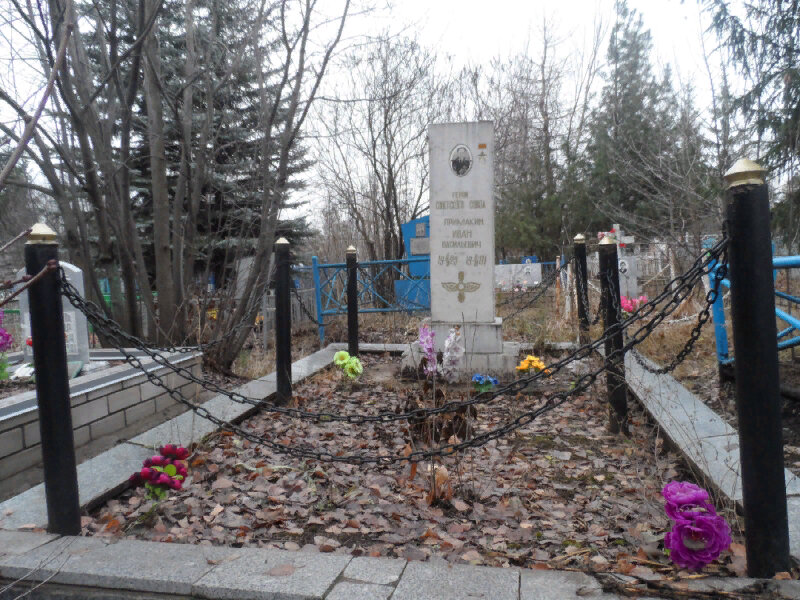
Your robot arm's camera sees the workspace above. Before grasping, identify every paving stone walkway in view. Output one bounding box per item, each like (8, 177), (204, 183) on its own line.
(0, 531), (800, 600)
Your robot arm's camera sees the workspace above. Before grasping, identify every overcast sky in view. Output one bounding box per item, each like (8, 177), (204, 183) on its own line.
(296, 0), (714, 221)
(369, 0), (703, 79)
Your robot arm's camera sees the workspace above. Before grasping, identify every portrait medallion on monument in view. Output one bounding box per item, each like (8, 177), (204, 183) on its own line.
(450, 144), (472, 177)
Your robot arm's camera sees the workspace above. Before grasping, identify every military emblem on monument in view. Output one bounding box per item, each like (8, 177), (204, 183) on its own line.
(442, 271), (481, 302)
(450, 144), (472, 177)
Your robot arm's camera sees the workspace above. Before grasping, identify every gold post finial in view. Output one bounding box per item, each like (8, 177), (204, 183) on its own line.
(25, 223), (58, 244)
(722, 158), (767, 189)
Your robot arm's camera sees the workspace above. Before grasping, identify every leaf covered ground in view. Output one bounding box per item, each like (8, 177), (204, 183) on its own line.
(90, 355), (744, 578)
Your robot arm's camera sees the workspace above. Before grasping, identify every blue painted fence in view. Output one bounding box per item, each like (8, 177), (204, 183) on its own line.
(306, 256), (431, 343)
(708, 251), (800, 365)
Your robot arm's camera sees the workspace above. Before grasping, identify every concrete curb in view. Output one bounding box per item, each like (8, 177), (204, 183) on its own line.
(625, 350), (800, 560)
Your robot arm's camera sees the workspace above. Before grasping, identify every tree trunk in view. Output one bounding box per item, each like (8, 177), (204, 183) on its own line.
(143, 0), (180, 343)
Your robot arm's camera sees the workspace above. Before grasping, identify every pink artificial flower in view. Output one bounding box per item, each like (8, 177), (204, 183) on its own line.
(664, 514), (731, 571)
(161, 444), (176, 456)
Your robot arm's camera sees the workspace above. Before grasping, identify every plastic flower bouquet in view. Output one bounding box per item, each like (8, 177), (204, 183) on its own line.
(661, 481), (731, 571)
(333, 350), (364, 380)
(517, 354), (550, 375)
(130, 444), (189, 501)
(472, 373), (498, 394)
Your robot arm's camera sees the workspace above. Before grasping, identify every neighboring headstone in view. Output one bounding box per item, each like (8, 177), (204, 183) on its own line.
(494, 263), (542, 292)
(17, 261), (89, 365)
(410, 121), (518, 373)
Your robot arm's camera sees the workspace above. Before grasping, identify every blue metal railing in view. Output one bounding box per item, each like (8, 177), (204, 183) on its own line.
(708, 250), (800, 365)
(311, 256), (431, 343)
********
Task statement: Reproduce all of the records above word for word, without the pictures.

Finished exercise:
Your robot arm's camera sees the workspace above. Before grasping, identify every paving stone walkway in view. Output one bounding box per item, each like (8, 177), (204, 183) on its own line.
(0, 531), (800, 600)
Your robot arm's camera sees the workspace above. Before grasping, identify every overcast sky in view. Output one bounding box per item, each like (8, 177), (204, 183) on its own line.
(296, 0), (714, 221)
(369, 0), (703, 79)
Your robot arm's camera sees the workspace above. Before grasping, identify every portrait medallion on monument in view. Output one bounding box per item, each like (8, 177), (204, 183) on its own line.
(450, 144), (472, 177)
Your robot arm's camera sees the workspace above. Before grasping, identify every military emblem on monument in view. Output one bounding box per item, each like (8, 177), (204, 183) on its own line.
(442, 271), (481, 302)
(450, 144), (472, 177)
Your robot arm's camera sees the workspace above. Before grasping, identify every gold post finial in view. Output one bounding box per item, each like (8, 177), (204, 183) on its own line.
(25, 223), (58, 244)
(722, 158), (767, 189)
Your robot arm's camera sees the workspace above. Before grasping, identify every leaf covered ground in view. Output one bounding box per item, each like (8, 177), (204, 183) on its own line.
(90, 355), (744, 578)
Your robot arm's camera sees the workspace above. Before grasping, identify every blue painted fence in view. Output one bounding box per item, each like (8, 177), (204, 183) on its own line.
(306, 256), (431, 343)
(708, 251), (800, 365)
Your robot arm's camera sees the workspace above. Before grasping, identify every concrete curb in view. Output one bounding box per item, each like (8, 177), (204, 183) on its own line.
(625, 350), (800, 560)
Your robot arm's camera sees the workspace above. Before grasping, identify every tree trunk in view. Output one bounding box per item, each like (8, 177), (204, 183) on its own line.
(143, 0), (180, 343)
Your robot arm's camera sees the workspace above. Before grasping, identify every pink artificial flower in view. Output one bounding box per item, each like (8, 177), (204, 183) on its own line.
(664, 514), (731, 571)
(161, 444), (176, 456)
Your robot arm's camera sees the workspace above. Before grasping, identify every plastic flower bouquet in view. Output one bounding box per item, each like (8, 177), (204, 183) on its own line.
(661, 481), (731, 571)
(333, 350), (364, 380)
(517, 354), (550, 375)
(130, 444), (189, 501)
(472, 373), (498, 394)
Your robot arm's camera sees the workspace above. Before grasping, identify every neighboring headstone in view. Output one bounding box per item, each like (8, 177), (204, 183) on its own line.
(494, 263), (542, 292)
(17, 261), (89, 365)
(410, 121), (518, 373)
Your robot arm's camera sees the workspace above. Before grasping, identify every blue metal railing in view. Output one bounding box per item, each like (8, 177), (204, 183) on its own line.
(708, 250), (800, 365)
(311, 256), (431, 343)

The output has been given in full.